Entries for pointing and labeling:
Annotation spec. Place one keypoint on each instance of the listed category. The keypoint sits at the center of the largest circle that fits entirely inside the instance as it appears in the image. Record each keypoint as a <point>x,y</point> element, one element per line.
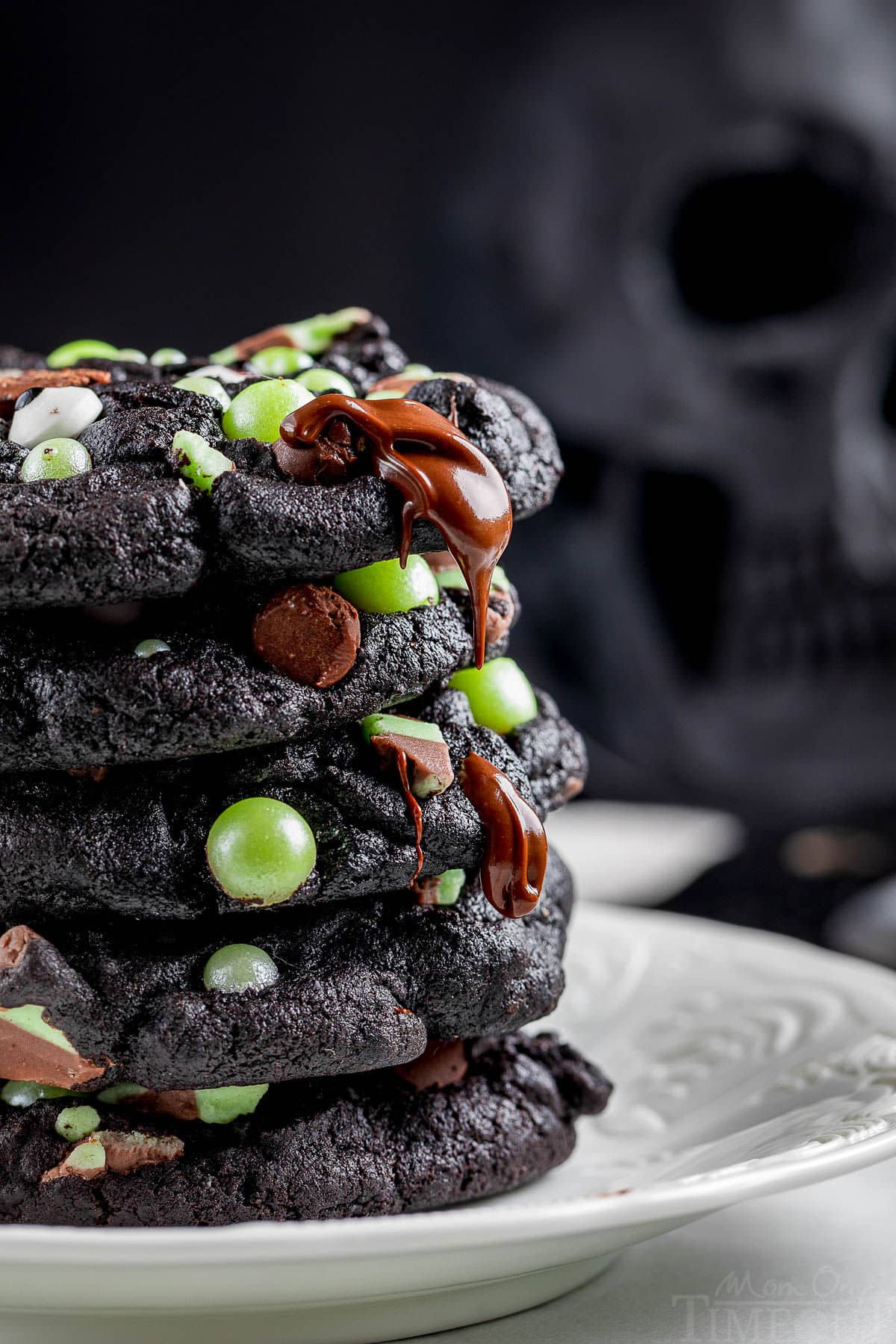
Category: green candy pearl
<point>260,410</point>
<point>75,1122</point>
<point>385,586</point>
<point>74,349</point>
<point>326,381</point>
<point>89,1156</point>
<point>26,1095</point>
<point>281,361</point>
<point>261,850</point>
<point>450,886</point>
<point>147,648</point>
<point>240,967</point>
<point>207,386</point>
<point>222,1105</point>
<point>167,355</point>
<point>500,694</point>
<point>198,461</point>
<point>316,334</point>
<point>55,460</point>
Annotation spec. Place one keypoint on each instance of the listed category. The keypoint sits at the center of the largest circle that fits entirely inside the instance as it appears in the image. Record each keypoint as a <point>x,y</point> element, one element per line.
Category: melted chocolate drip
<point>516,851</point>
<point>448,480</point>
<point>413,806</point>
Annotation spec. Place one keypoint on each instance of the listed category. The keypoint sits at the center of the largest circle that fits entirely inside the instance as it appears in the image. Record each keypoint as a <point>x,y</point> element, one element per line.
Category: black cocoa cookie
<point>334,1148</point>
<point>257,523</point>
<point>134,841</point>
<point>77,694</point>
<point>356,986</point>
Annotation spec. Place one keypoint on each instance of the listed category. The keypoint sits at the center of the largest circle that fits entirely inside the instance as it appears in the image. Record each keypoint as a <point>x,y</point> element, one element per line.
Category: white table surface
<point>815,1266</point>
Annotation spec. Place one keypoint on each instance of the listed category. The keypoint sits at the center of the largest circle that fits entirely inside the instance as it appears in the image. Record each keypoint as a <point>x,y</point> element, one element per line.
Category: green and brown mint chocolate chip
<point>429,764</point>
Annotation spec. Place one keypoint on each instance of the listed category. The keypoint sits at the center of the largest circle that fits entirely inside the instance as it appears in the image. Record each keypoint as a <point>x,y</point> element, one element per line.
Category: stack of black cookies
<point>273,875</point>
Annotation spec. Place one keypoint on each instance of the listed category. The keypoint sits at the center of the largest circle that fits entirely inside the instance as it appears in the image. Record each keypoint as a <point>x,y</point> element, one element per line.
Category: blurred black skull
<point>684,252</point>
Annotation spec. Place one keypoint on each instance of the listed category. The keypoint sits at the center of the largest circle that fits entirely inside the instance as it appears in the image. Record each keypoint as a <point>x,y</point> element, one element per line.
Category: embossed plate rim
<point>462,1229</point>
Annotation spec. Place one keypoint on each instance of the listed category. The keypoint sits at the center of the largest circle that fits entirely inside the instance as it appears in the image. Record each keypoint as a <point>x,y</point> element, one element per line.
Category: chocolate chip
<point>311,633</point>
<point>441,1063</point>
<point>334,457</point>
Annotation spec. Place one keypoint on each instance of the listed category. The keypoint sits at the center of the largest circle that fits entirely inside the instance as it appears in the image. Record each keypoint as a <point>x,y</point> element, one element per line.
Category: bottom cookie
<point>448,1129</point>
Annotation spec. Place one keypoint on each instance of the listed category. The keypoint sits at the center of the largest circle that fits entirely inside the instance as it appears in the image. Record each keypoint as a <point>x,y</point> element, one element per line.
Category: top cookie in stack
<point>270,789</point>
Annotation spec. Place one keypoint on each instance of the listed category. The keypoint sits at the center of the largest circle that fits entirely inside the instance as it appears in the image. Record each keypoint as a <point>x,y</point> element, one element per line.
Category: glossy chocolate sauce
<point>413,806</point>
<point>440,473</point>
<point>516,853</point>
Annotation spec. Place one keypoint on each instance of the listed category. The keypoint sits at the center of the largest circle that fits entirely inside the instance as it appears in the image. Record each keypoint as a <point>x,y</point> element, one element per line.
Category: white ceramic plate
<point>746,1063</point>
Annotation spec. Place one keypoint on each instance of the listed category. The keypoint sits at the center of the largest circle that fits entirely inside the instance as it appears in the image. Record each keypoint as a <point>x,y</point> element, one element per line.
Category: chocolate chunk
<point>442,1062</point>
<point>180,1104</point>
<point>414,744</point>
<point>311,633</point>
<point>334,457</point>
<point>25,1055</point>
<point>13,945</point>
<point>129,1152</point>
<point>13,385</point>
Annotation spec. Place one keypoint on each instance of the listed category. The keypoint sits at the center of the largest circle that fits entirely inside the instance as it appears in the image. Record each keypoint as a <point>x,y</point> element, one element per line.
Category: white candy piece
<point>55,413</point>
<point>220,371</point>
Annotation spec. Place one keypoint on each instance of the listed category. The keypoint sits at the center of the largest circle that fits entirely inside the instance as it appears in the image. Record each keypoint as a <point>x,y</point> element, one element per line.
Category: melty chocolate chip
<point>422,746</point>
<point>54,413</point>
<point>311,633</point>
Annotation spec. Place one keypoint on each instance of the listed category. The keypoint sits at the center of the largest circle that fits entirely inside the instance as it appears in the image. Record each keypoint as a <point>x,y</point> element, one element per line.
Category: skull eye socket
<point>785,223</point>
<point>684,526</point>
<point>751,246</point>
<point>889,396</point>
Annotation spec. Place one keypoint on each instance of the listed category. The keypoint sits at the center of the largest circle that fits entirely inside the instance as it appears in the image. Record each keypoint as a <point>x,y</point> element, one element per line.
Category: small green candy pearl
<point>260,410</point>
<point>74,349</point>
<point>281,361</point>
<point>147,648</point>
<point>89,1156</point>
<point>240,967</point>
<point>450,886</point>
<point>55,460</point>
<point>26,1095</point>
<point>75,1122</point>
<point>261,850</point>
<point>222,1105</point>
<point>326,381</point>
<point>198,461</point>
<point>167,355</point>
<point>454,579</point>
<point>385,586</point>
<point>316,334</point>
<point>207,386</point>
<point>376,725</point>
<point>500,694</point>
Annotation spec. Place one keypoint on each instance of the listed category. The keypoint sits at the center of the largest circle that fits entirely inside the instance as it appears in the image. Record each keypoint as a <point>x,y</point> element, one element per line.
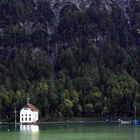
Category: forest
<point>84,64</point>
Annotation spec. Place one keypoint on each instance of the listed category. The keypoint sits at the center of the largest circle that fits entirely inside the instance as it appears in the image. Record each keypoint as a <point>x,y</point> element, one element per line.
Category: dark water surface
<point>69,132</point>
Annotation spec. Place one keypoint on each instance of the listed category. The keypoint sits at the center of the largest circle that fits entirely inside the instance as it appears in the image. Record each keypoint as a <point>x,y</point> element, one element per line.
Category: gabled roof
<point>32,107</point>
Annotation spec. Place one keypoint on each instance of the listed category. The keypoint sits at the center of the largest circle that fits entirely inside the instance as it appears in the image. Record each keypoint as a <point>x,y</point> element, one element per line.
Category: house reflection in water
<point>29,132</point>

* [Aim of the exercise]
Rewrite all of the entries above with "Annotation spec" changed to "Labeling spec" and everything else left the same. Omit the pictures from your answer.

* [Full output]
Labeling spec. Place one keypoint on each instance of the listed category. The keypoint sits at the center of the largest circle that fits entirely inside the instance as it appears in the image. Record each keypoint as a <point>x,y</point> element, one element per line.
Category: green candy pearl
<point>260,410</point>
<point>75,1122</point>
<point>385,586</point>
<point>74,349</point>
<point>326,381</point>
<point>89,1156</point>
<point>26,1095</point>
<point>281,361</point>
<point>261,850</point>
<point>450,886</point>
<point>147,648</point>
<point>240,967</point>
<point>207,386</point>
<point>222,1105</point>
<point>167,355</point>
<point>500,694</point>
<point>198,461</point>
<point>316,334</point>
<point>55,460</point>
Labeling spec. Place one keypoint on each instance of the listed category. The keypoint sits at the center of the largest circle that fits entirely inside the instance as it appears in the image. Record each keypoint as a <point>x,y</point> element, one element per line.
Category: melted chocolate drip
<point>516,851</point>
<point>448,480</point>
<point>413,806</point>
Labeling spec. Place one keypoint on each instance of the listed category. The keypoint sits at the center of the largest circle that fits entirely inside the instance as it appears in the image. Record each keypoint as a <point>x,y</point> element, one element per line.
Category: black cocoa cookie
<point>334,1148</point>
<point>257,523</point>
<point>134,841</point>
<point>77,694</point>
<point>356,986</point>
Labeling spec. Place one keypoint on each instance of the listed category. The keypoint sits at the center of the largest circle that fits entirely inside the instance as it appears in the image. Record each keypoint as a <point>x,y</point> element, one element per line.
Category: white table surface
<point>815,1266</point>
Labeling spec. Place one keypoint on each instance of the listed category. The keypoint sits at the center of the largest circle that fits entirely inside the instance as it appears in the image. Record each keypoint as a <point>x,y</point> element, one element per line.
Category: green and brown mint chocolate chip
<point>429,764</point>
Labeling spec. Place one keypoint on each instance of the listed category. The keypoint sits at the center of the largest circle that fits entirely inside the instance as it appears in the image. Record each keypoint as a <point>x,y</point> element, one element per line.
Category: stack of black cookies
<point>273,875</point>
Labeling spec. Place one keypoint on each instance of the listed category. The keypoint sits at the center of the largest circle that fits entirely inside the instance as it appears in the image. Record each keypoint as a <point>x,y</point> element, one element per line.
Category: blurred black skull
<point>684,252</point>
Labeling spec. Place one keypoint on each instance of the listed category. The keypoint sits at the center of the largest circle that fits entirely inside the instance as it appears in the image. Record each keypoint as a <point>x,y</point> element, one element per line.
Category: embossed plate rim
<point>462,1229</point>
Labeling spec. Place one keypoint on each instance of the listed category. The keypoint sits at the center of the largest circle that fits entirely inside the instance as it appears in the image. Record each keypoint as a <point>x,y</point> element, one element per line.
Category: chocolate chip
<point>311,633</point>
<point>441,1063</point>
<point>334,457</point>
Labeling spec. Place one keypoint on each instance of the listed category. The keypoint sits at the center of the largest circle that fits entirely inside the instance as it appears in the image. Record each keypoint as a <point>x,y</point> element, one element per line.
Category: bottom cookie
<point>448,1129</point>
Labeling spec. Place one keypoint on each instance of the listed category. The keypoint sits at the center of the largest circle that fits entirely inside the instance as it appears in the image. Record each keypoint as a <point>x,y</point> element, one element per line.
Category: top cookie in stack
<point>270,789</point>
Labeling spec. Place one keypoint on each instance of the listed category. The keypoint sits at the center of the largest circle that fits entirely inside the instance as it appears in the image. Record each keypoint as a <point>x,y</point> element, one element per line.
Category: glossy chocolate sauce
<point>413,806</point>
<point>440,473</point>
<point>516,853</point>
Labeling spec. Place one keypoint on each instance of the listed category. The keypoint sits at the center of the largest circle that fits entirely inside the instance as it appears in the image. Record each keypoint as a <point>x,y</point> element, one element per line.
Category: white ceramic plate
<point>746,1063</point>
Labeling spec. Place one keypoint on each instance of the listed category. The keypoint sits at the center of the largest circle that fits entirely inside the instance as it appears in the image. Record each keypoint as a <point>x,y</point> element, one element per line.
Category: chocolate chunk
<point>442,1062</point>
<point>180,1104</point>
<point>414,744</point>
<point>311,633</point>
<point>334,457</point>
<point>25,1055</point>
<point>13,945</point>
<point>129,1152</point>
<point>13,385</point>
Labeling spec. Place one keypoint on each instance of the listed category. The keypoint sits at the center of the largest circle that fits entirely inside the instance as it appears in the image. Record each keypoint as a <point>x,y</point> element, one element per line.
Category: white candy piece
<point>55,413</point>
<point>220,371</point>
Labeling spec. Place one keypoint on each instance of the listed category. The keypoint sits at the center of the largest circle that fits entirely inside the instance as it appears in the image. Record each keypoint as a <point>x,y</point> element, one element per line.
Category: melty chocolate chip
<point>422,746</point>
<point>54,413</point>
<point>311,633</point>
Labeling spec. Place one keypoint on each instance of the listed category. The keypoint sits at the center of the largest circle that fits entirely inside the instance as it appears in the image. Record each keypoint as a <point>x,y</point> element, one element per line.
Category: skull eye socket
<point>785,223</point>
<point>684,526</point>
<point>751,246</point>
<point>889,396</point>
Labeling spec. Place one keypoint on each instance of the listed category. The keypoint sits at the center of the largest circle that fits entirely inside the instance as it appears in the image. Record each keypoint as a <point>x,y</point> element, one element per line.
Category: small green candy pearl
<point>260,410</point>
<point>74,349</point>
<point>281,361</point>
<point>147,648</point>
<point>89,1156</point>
<point>240,967</point>
<point>450,886</point>
<point>55,460</point>
<point>26,1095</point>
<point>75,1122</point>
<point>261,850</point>
<point>222,1105</point>
<point>326,381</point>
<point>198,461</point>
<point>167,355</point>
<point>454,579</point>
<point>385,586</point>
<point>316,334</point>
<point>207,386</point>
<point>376,725</point>
<point>500,694</point>
Labeling spec. Place one keypoint on each instance of the listed category. The keypoint sits at the center of the largest circle that fits entirely inside the instance as it appears in the image. Record each keypoint as a <point>x,y</point> element, one element per line.
Category: forest
<point>84,64</point>
Labeling spec. Place one keypoint on each instance of the listed category. The keypoint sits at the center of the largest circle that fits entirely inside the instance as it appears in the image. Record each keypoint as a <point>x,y</point> element, one element per line.
Category: dark water surface
<point>69,132</point>
Labeling spec. Place one keypoint on each instance of the listed category. The keypoint sits at the center of the largest circle that fits entirely inside the instance as it appears in the image. Record each keypoint as a <point>x,y</point> element, one element per line.
Category: gabled roof
<point>32,107</point>
Labeling spec. Place one keypoint on each instance of the listed category. The keypoint sits at the center of the largest circle that fits entirely inside the instance as it appears in the image. Record each keypoint as a <point>x,y</point> element, one element per line.
Category: house reflection in water
<point>29,132</point>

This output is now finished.